(Records excerpted from a collection)
★ ★ ★ ★ ★

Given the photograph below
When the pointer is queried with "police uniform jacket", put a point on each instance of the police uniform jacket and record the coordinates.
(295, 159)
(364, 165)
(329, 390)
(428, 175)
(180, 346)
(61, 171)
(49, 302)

★ ★ ★ ★ ★

▶ [To be done]:
Lay out every line of the records above as a numbered list, omitting any blank lines.

▶ [Expected answer]:
1. Given the photograph below
2. When the pointer is queried with "police uniform jacket", put a point on each instance of the police uniform jacket and record the coordinates.
3. (295, 159)
4. (364, 165)
5. (329, 390)
6. (428, 175)
7. (180, 346)
8. (61, 171)
9. (49, 302)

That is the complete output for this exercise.